▶ _Instructions for the task_:
Write out each line exactly as it stands, please.

Object pointing dataset rows
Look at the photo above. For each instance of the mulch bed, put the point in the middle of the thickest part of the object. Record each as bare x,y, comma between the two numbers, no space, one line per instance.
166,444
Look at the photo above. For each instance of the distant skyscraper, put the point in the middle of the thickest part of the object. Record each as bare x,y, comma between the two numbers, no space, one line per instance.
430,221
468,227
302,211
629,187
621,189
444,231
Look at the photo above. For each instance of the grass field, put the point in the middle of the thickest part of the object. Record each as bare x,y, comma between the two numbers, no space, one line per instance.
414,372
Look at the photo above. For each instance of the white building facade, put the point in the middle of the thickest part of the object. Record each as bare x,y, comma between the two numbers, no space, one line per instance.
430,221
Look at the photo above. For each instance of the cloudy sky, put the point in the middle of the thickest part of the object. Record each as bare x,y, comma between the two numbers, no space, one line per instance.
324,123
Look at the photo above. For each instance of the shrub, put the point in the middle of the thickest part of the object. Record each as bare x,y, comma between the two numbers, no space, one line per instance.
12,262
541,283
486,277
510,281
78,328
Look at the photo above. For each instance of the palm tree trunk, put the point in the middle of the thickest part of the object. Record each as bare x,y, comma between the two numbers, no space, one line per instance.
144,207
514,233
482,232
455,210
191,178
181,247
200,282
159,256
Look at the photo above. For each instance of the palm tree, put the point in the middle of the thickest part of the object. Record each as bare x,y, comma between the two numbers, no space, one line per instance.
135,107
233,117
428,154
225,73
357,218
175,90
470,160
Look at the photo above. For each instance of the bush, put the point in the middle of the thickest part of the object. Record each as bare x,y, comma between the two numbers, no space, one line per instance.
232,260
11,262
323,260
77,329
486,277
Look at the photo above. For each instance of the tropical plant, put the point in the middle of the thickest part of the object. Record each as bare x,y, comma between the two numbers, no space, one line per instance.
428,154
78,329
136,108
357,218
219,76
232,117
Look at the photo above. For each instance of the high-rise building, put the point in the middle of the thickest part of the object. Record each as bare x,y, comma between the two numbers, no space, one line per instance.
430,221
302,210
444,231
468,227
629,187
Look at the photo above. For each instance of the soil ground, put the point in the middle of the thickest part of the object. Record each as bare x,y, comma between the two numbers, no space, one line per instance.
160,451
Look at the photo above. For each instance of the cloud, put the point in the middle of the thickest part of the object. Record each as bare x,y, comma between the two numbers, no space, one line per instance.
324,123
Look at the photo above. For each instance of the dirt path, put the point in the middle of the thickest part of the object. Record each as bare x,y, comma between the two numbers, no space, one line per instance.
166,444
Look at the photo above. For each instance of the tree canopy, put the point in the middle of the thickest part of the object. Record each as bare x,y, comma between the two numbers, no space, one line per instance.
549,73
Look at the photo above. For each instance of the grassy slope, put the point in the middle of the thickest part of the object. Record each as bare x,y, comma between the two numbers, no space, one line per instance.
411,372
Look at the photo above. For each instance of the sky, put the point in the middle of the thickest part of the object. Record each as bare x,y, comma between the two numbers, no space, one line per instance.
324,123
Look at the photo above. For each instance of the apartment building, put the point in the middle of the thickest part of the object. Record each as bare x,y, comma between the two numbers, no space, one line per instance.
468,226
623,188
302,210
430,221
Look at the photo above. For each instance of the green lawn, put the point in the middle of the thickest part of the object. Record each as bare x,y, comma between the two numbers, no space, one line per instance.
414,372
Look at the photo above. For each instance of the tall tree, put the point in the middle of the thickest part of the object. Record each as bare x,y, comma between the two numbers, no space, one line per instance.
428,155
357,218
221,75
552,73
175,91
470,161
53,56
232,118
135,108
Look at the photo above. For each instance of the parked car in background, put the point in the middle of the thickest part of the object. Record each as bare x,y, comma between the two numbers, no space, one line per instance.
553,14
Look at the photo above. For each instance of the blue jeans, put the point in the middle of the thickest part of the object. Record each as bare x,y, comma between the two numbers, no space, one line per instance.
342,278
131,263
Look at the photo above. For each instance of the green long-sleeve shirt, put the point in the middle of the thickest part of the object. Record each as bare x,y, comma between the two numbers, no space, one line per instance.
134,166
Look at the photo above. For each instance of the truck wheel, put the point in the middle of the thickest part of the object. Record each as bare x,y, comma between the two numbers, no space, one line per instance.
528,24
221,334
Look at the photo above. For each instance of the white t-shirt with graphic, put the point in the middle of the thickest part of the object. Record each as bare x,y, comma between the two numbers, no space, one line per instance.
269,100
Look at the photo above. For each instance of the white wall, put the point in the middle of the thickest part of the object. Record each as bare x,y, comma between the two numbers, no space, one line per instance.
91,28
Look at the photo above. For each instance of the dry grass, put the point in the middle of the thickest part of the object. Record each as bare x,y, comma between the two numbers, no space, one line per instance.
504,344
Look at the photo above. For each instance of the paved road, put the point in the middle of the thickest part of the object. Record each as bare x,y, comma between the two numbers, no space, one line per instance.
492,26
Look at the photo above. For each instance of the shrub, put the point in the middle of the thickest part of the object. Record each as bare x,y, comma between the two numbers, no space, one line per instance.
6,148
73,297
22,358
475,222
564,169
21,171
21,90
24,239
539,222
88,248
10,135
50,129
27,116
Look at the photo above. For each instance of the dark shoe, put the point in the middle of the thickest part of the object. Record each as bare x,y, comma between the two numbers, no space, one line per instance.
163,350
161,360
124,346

▶ _Answer below_:
Look at the photo above. For each instance of the mulch bed, put the point in the middle of the thickest part of the object. Record each as bare x,y, comma between the two numbers, no space, one line per instance.
166,444
Look at the photo above. For each instance of the distant skyscraper, put the point in the middle of the thickest part of the object. Record each as bare x,y, comma between the two numbers, no space, one line per instance.
430,221
468,227
302,211
629,187
621,189
444,231
Look at the photo above. For each instance of the grass field, put the point in the middle of the thickest part of the object. Record each as bare x,y, comma between the two numbers, no space, one line per instance.
414,372
Look at the photo above. For each instance of the white building facade, put the point in the middle of the thickest part of the object. Record each as bare x,y, comma between the two numbers, no space, one line per instance.
430,221
Look at the photo above. For each instance of the cloudy sky, put the point in the middle of the thickest part of the object. Record each as bare x,y, comma between the two numbers, no space, one line per instance.
324,123
Look at the photo above. For each instance of the shrub, put the point in the middle of the thickest part of the object. Record each as bare x,y, comma between the two numbers, no space, one line per instance.
12,262
541,283
486,277
510,281
78,328
Look at the photo above. For each instance of the palm tree trunk, put the point in the middle of the thickest part of the object. Record each as bare x,y, comma between the two numbers, no space, one line per instance.
144,207
514,233
482,232
455,210
191,178
181,247
200,282
159,256
Look at the photo above. For each instance of the palm tree, put the point in the middle of the thickest part of the object. Record each as bare x,y, comma between the two numbers, no space, one line per instance.
135,107
233,117
428,154
225,73
357,218
175,90
470,160
Look at the photo above. For each instance of the bush, put the point in the middle of the thickest part of the object. Record each as bare x,y, comma between the two numbers, no space, one line per instance.
232,260
11,262
323,260
77,329
486,277
Look at the photo above. For each instance of the tropical plant, put the point in the middle of the thickest part of the object. Record each as bare x,y, comma between the two numbers, no space, one line per instance.
428,154
78,329
136,108
357,218
219,76
232,117
Look at the photo above. For each instance of the high-rise building, put the point in the middle of the thickest part of the object. Record each as bare x,y, comma between the two numbers, no space, one line per instance.
430,221
302,210
444,231
468,227
629,187
Look at the photo above. For each instance of the soil ground, put the point in the middle of the thickest part of the object. Record each as bare x,y, comma between the two numbers, no space, one line per instance.
160,451
Look at the photo above. For each instance of the cloud, put the point in the middle of the thickest part of the object. Record each as bare x,y, comma between the two numbers, no space, one line per instance.
324,123
Look at the photo above. For each instance of the dirt path, put the point in the middle of the thickest part of the object. Record each as bare x,y, comma between the two numbers, no space, one line per instance.
166,444
Look at the photo above. For each instance of the tree canopy, put the point in the middle of the thickest part of the object. Record each as bare x,y, comma between the two numbers, no space, one line per instance.
549,73
Look at the photo above. For each instance of the grassy slope, put the point in the middle of the thickest part of the object. Record each as bare x,y, comma between the two numbers, no space, one line per instance.
411,372
Look at the photo above. For each instance of the sky, put the point in the middle of the thickest part of the object. Record each as bare x,y, comma between the two numbers, no space, one line per instance.
324,123
Look at the photo above. For each instance of the apartment building, put the point in the middle of the thickest part of the object. Record each as bare x,y, comma between the two numbers, no space, one line per instance.
468,226
623,188
302,210
430,221
Look at the photo above. For each instance of the green lawn, put the point in the middle of the thickest part of the object. Record each as bare x,y, comma between the two numbers, no space, one line per instance.
414,372
Look at the photo above. For each instance of the tall tree, put the point in the middle of the thickest part of the object. Record each as bare x,y, comma between the two numbers, no space, one line per instance.
428,155
357,218
221,75
552,73
175,91
470,161
53,56
232,118
135,108
Look at the photo above. For each instance of the parked car in background, put the point in the middle of the thickest part of the object. Record each as bare x,y, comma between the two numbers, no space, one line per instance.
553,14
Look at the photo above. For each instance of the blue jeans, put the point in the middle of the thickest part of the object. Record each as bare x,y, comma between the two numbers, no space, one line per instance.
342,278
131,263
Look at the photo above. For each instance of the green long-sleeve shirt, put the point in the middle of the thickest part of the object. Record each as bare x,y, comma between the two numbers, no space, one line per instance.
134,166
Look at the photo above. For each instance of the truck wheel, put the point in the middle of the thickest part of the object. Record each as bare x,y, comma between the two numbers, no space, one line per instance.
528,24
221,334
Look at the photo above. For each instance of the white t-shirt with graphic, put the point in the middle of the thickest part of the object. Record each as bare x,y, comma between the two numbers, no space, one line per instance.
269,100
Look at the photo above. For each instance of the white wall, put the point in the middle of the thickest part of the object. Record each as bare x,y, comma between the two numbers, no space, one line per instance.
91,28
Look at the photo above. For each instance of the dry grass, put the point in the middle of the thickest part of the object. Record each as bare x,y, comma between the two numbers, no space, one line per instance.
504,344
Look at the photo above. For each instance of the paved road, put the point in the middle of the thickest part of the object. Record each as bare x,y, comma between the two numbers, no space, one line per instance.
492,26
Look at the photo above. For each instance of the shrub, put the point in the middle of the thickest part of the object. Record each as bare x,y, comma between the two numbers, no space, one line per instance.
6,148
73,297
22,358
475,222
564,169
21,171
21,90
24,239
539,222
88,248
10,135
50,129
27,116
Look at the photo above. For each instance of the dark shoe, put the point in the middle of the thickest part of the object. Record each as bare x,y, comma between the two numbers, no space, one line per instance.
163,350
161,360
124,346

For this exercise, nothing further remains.